Data records
***

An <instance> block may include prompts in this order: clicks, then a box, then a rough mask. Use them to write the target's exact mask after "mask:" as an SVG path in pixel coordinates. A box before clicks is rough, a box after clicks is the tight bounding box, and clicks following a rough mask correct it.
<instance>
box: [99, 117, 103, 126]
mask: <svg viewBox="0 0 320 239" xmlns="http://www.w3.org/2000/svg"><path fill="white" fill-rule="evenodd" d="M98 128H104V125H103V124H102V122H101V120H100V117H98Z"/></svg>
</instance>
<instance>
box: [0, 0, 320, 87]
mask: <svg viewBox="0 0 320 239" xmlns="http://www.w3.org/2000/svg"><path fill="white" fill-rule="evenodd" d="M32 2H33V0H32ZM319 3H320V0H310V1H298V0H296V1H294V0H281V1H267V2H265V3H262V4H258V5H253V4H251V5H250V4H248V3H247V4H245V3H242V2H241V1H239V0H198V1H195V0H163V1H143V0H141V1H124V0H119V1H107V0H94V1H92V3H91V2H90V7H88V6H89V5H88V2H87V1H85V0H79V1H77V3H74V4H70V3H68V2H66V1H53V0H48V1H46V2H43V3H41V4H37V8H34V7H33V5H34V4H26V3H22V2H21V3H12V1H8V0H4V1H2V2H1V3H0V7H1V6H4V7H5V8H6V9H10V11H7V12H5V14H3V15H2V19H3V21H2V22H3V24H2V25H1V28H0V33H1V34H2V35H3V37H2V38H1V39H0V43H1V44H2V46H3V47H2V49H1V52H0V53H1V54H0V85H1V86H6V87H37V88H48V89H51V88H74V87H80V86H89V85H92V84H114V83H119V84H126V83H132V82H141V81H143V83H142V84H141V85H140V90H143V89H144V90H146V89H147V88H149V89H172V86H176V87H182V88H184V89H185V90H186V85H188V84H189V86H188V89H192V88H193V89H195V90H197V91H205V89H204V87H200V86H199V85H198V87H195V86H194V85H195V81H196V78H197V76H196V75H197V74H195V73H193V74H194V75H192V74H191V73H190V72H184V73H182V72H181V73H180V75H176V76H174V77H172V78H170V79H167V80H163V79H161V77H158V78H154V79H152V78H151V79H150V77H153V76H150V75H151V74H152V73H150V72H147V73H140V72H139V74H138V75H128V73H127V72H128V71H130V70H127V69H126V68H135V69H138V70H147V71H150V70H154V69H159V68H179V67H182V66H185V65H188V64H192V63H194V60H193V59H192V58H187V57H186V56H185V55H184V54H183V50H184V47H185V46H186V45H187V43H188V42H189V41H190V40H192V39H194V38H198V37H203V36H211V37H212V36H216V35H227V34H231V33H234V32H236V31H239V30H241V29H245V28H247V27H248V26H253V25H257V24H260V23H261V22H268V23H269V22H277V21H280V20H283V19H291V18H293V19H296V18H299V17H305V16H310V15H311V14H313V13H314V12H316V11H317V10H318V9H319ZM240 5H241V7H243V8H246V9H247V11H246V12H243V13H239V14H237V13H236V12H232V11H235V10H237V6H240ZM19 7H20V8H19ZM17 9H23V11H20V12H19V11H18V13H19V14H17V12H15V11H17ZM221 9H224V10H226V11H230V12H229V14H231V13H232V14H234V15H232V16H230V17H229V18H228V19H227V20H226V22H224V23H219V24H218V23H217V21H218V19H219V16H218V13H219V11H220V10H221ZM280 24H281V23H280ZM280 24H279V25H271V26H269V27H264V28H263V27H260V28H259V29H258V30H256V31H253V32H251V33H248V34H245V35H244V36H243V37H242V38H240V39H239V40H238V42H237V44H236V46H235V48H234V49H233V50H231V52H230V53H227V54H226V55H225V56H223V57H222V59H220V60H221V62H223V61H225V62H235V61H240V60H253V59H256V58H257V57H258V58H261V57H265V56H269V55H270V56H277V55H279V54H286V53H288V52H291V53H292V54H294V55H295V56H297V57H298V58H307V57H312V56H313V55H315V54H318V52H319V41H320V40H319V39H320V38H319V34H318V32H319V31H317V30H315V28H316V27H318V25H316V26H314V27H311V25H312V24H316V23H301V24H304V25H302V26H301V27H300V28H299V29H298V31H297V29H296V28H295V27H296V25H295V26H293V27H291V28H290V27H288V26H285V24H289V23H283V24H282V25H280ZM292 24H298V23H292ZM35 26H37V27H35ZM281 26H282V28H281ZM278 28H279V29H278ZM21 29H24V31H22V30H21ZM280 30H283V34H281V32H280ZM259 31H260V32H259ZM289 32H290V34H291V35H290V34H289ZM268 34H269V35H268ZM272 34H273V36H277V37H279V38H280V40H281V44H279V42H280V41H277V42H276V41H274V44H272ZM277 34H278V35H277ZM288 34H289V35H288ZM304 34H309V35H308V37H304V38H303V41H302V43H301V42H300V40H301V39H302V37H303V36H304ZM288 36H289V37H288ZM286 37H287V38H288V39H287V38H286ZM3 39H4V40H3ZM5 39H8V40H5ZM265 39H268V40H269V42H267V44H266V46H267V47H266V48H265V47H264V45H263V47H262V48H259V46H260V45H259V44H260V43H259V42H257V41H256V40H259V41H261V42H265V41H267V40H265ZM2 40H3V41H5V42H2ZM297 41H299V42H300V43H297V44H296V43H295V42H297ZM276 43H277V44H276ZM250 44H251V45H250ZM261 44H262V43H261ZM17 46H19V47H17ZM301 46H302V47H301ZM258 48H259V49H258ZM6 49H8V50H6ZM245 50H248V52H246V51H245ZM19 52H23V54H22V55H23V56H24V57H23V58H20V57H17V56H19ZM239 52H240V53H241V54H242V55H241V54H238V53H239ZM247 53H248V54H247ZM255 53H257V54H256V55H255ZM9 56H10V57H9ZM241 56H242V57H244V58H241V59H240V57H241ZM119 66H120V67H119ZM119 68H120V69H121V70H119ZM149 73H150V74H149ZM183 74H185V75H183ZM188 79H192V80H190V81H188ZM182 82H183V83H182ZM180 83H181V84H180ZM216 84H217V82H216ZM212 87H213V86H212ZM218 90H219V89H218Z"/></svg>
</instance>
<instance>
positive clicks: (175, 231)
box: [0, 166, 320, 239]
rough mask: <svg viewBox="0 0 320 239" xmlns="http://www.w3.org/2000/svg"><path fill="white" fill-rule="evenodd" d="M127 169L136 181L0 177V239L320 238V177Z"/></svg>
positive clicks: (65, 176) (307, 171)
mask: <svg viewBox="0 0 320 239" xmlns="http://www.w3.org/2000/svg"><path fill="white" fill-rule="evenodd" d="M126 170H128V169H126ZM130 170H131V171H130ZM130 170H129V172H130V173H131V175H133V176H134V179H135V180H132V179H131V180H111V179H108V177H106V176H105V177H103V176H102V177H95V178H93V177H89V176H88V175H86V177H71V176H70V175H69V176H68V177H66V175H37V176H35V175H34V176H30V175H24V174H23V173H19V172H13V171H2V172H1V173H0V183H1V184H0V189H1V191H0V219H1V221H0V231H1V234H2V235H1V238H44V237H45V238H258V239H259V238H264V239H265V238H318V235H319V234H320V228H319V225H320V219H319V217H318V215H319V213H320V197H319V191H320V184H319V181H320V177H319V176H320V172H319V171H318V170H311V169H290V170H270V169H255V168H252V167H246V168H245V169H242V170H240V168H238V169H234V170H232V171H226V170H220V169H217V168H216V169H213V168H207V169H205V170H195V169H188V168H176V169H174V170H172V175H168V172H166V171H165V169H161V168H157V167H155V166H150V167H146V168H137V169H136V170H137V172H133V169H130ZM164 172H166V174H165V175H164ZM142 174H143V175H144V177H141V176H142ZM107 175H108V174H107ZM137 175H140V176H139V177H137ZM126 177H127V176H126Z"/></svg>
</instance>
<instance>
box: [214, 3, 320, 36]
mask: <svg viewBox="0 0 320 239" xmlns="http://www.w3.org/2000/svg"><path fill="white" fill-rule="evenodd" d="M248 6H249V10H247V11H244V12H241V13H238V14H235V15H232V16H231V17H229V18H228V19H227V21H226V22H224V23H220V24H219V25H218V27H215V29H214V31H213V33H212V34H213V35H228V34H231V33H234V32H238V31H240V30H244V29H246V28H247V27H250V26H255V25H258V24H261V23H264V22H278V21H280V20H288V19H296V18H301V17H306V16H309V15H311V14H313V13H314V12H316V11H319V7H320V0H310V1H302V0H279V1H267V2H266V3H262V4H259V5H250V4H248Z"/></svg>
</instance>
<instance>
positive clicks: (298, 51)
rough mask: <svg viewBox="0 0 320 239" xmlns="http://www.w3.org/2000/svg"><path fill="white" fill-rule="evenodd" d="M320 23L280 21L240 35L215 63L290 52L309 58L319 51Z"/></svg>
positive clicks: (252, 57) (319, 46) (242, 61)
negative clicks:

***

TASK BRIEF:
The answer consists solely of the lines from the one containing "box: [214, 3, 320, 36]" through the last line of the data above, reproduced exactly.

EXERCISE SOLUTION:
box: [214, 3, 320, 36]
mask: <svg viewBox="0 0 320 239" xmlns="http://www.w3.org/2000/svg"><path fill="white" fill-rule="evenodd" d="M248 6H249V10H247V11H244V12H241V13H238V14H235V15H232V16H231V17H229V18H228V19H227V21H226V22H224V23H220V24H219V25H218V27H215V29H214V31H213V33H212V34H213V35H228V34H231V33H234V32H238V31H240V30H244V29H246V28H247V27H250V26H255V25H258V24H261V23H264V22H278V21H280V20H288V19H296V18H301V17H306V16H309V15H311V14H313V13H314V12H316V11H319V7H320V0H310V1H302V0H279V1H267V2H266V3H262V4H259V5H250V4H248Z"/></svg>
</instance>
<instance>
positive clicks: (298, 51)
rough mask: <svg viewBox="0 0 320 239" xmlns="http://www.w3.org/2000/svg"><path fill="white" fill-rule="evenodd" d="M320 23L280 21L240 35L215 63L290 52L309 58L319 51Z"/></svg>
positive clicks: (252, 57) (319, 46) (242, 61)
negative clicks:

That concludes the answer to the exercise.